BEGIN

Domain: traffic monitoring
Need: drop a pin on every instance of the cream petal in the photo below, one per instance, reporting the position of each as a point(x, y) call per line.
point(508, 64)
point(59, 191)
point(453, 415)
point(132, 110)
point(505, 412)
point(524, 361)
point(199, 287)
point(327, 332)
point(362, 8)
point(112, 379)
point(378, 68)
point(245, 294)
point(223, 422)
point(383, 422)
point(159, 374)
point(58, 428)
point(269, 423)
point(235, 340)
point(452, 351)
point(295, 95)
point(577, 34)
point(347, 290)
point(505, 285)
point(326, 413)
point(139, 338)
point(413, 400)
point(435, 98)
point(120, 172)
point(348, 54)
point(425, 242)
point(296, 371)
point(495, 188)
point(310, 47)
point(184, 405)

END
BEGIN

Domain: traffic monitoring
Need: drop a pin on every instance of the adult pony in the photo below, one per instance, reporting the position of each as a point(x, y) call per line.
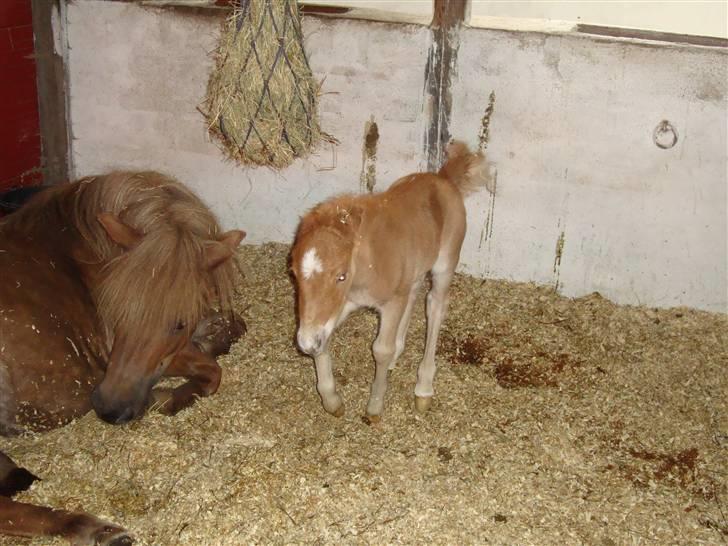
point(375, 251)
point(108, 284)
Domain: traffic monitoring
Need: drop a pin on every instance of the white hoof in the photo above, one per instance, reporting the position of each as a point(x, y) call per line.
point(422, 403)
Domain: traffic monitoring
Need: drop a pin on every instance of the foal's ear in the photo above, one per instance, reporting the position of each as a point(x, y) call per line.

END

*THE TASK:*
Only the lines starting at the one that includes "Need: drop a pin on every instance of the adult" and ending at the one that includes "Need: drop a pin on every instance of the foal's" should be retyped, exactly, from the records above; no pictures.

*RESULT OF THE TASK:*
Need: drop a pin on every instance of the adult pony in the photo below, one per instance, reporting the position of each as a point(x, y) call per line.
point(375, 251)
point(108, 284)
Domain: traffic monitoring
Need: drop a pin on every instance of the white hoof in the photo above, one per instance, reporting the position of each as a point(x, y) call per line.
point(422, 403)
Domain: traffic monitoring
Need: drop a pin on every instance of the foal's ear in the photo above, one per instance, reporting the position of each as a point(x, y) call per line.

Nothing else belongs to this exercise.